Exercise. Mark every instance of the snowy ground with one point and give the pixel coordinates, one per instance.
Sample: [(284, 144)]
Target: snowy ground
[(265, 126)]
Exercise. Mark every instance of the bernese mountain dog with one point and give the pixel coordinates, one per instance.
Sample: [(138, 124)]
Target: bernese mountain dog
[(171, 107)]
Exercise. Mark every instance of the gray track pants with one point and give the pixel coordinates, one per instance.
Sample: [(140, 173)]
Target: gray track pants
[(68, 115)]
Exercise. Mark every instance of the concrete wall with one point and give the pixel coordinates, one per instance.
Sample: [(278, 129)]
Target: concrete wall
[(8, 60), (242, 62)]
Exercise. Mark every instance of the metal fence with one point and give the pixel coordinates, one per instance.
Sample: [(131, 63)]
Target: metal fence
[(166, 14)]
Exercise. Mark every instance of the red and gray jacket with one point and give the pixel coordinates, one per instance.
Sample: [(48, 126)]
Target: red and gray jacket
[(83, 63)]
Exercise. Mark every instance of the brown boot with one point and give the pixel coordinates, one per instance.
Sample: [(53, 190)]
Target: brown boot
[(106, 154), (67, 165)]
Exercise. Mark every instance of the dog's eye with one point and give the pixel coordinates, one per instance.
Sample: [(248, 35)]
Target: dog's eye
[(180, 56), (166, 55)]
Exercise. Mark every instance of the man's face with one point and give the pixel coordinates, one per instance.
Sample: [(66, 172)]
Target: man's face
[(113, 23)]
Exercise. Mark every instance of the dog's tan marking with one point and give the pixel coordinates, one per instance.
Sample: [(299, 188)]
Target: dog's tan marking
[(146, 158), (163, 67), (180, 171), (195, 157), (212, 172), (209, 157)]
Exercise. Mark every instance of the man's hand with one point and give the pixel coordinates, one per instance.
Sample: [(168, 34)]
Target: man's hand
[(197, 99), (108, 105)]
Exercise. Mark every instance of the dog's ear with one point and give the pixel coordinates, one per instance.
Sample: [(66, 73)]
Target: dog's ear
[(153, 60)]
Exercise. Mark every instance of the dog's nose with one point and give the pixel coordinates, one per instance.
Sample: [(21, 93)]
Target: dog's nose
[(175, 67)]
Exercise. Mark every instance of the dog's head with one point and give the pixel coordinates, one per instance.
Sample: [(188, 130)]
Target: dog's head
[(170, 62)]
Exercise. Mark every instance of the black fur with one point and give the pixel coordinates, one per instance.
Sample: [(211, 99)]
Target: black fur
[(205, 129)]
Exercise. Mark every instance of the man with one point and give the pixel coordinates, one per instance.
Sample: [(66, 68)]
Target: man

:::

SET TASK: Could you give every item above again, substituting "x-y coordinates" for "pixel coordinates" wherever it occurs and changing nothing else?

FINAL RESULT:
Exercise. Mark every instance of the snowy ground with one point and give the x-y coordinates, one per instance.
Sample: [(284, 144)]
Target: snowy ground
[(265, 126)]
Exercise. Mark every instance of the bernese mountain dog with one point and give the x-y coordinates, one per instance.
Sample: [(138, 124)]
Target: bernese mountain dog
[(171, 107)]
Exercise. Mark every instance of the gray track pants with one point and give the x-y coordinates, one per instance.
Sample: [(140, 173)]
Target: gray track pants
[(68, 115)]
Exercise. Mark every instance of the concrete wall with one point and give the x-y coordinates, one per instance.
Sample: [(278, 129)]
Target: concrete wall
[(8, 60), (242, 62)]
Exercise. Mark every instance of the metal fence with one point and give the x-y coordinates, one per instance.
Sample: [(131, 63)]
Target: metal fence
[(166, 14)]
Exercise. Mark every instance of the red and gray jacket with one point and give the x-y coordinates, one per instance.
Sample: [(48, 126)]
Target: red and gray jacket
[(83, 63)]
Exercise. Mark every instance of the brown boot with one point and give the x-y coordinates, one per instance.
Sample: [(53, 190)]
Target: brown boot
[(106, 154), (67, 165)]
Exercise. Mark every instance of the dog's eye with one point and give the x-y coordinates, one per instance.
Sample: [(248, 35)]
Target: dog's eye
[(180, 56), (166, 55)]
Exercise. Mark every instance of the man's face with one point and give the x-y coordinates, one per instance.
Sample: [(66, 172)]
Target: man's face
[(113, 23)]
Exercise. Mark every instance of the dog's tan marking with one point and give the x-y coordinates, one per instance.
Sample: [(299, 188)]
Target: dog's tan marking
[(146, 158), (163, 67), (180, 171), (195, 157), (212, 172), (209, 157)]
Exercise. Mark every instance of the man's hand with one point and give the x-y coordinates, one per instance.
Sample: [(168, 34)]
Target: man's hand
[(197, 99), (108, 105)]
Exercise. Mark every instance of the dog's ear with one point and give the x-y coordinates, one per instance.
Sample: [(66, 73)]
Target: dog's ear
[(153, 60)]
Exercise. Mark every instance of the dog's nose with one point and give the x-y coordinates, one per instance.
Sample: [(21, 93)]
Target: dog's nose
[(175, 67)]
Exercise. Mark every instance of the dog's head with one point and give the x-y coordinates, one per instance.
Sample: [(188, 130)]
Target: dog's head
[(170, 62)]
Exercise. Mark every instance of the black fur with one point and give the x-y coordinates, one per instance.
Sample: [(211, 99)]
Target: black fur
[(205, 129)]
Exercise. Mark every instance of the man with one point and give the x-y coordinates, one per instance.
Sample: [(66, 68)]
Target: man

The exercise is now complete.